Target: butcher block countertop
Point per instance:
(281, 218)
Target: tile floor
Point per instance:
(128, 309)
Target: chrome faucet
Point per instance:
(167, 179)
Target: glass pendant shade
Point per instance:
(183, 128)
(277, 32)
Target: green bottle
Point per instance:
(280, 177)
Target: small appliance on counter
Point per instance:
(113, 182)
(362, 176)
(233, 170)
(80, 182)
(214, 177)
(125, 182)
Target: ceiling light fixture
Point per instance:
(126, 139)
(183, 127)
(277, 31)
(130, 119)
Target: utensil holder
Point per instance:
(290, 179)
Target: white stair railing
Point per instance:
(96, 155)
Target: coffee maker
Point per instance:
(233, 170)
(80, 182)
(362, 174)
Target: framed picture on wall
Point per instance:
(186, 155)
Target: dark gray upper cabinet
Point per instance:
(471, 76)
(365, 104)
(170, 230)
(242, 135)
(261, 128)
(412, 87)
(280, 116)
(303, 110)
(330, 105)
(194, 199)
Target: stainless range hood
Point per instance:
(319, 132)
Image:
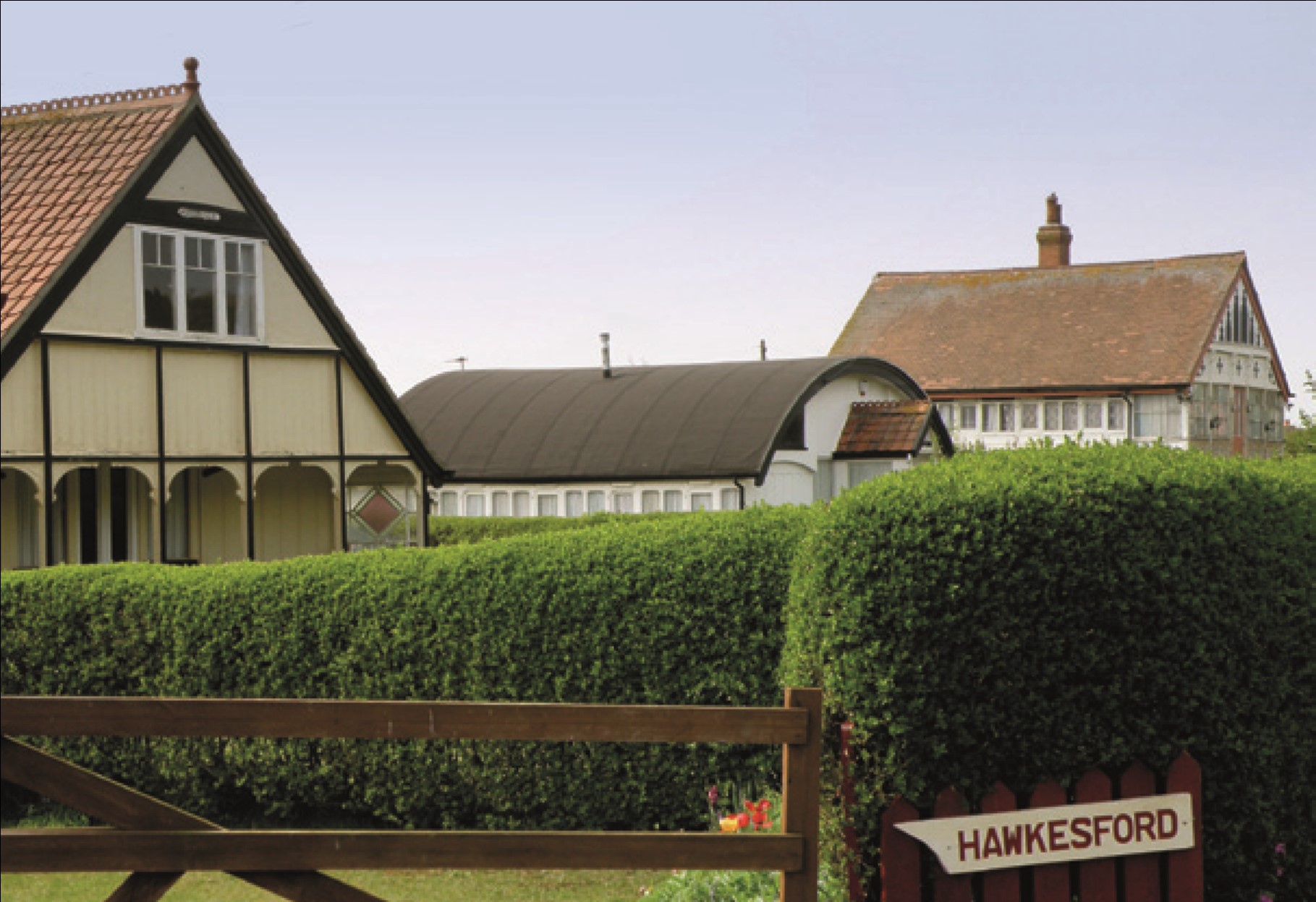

**Work required**
Now repeat exactly the lines from the one with "Target: framed picture on wall" through the end of the listing above, both included, omitting all pictures.

**The completed task**
Target: framed picture on wall
Point per instance:
(186, 155)
Target: dark gray upper cabinet
Point per instance:
(471, 76)
(365, 104)
(170, 230)
(242, 135)
(261, 128)
(412, 87)
(280, 116)
(303, 110)
(330, 105)
(194, 199)
Target: stainless range hood
Point per instance:
(319, 132)
Image:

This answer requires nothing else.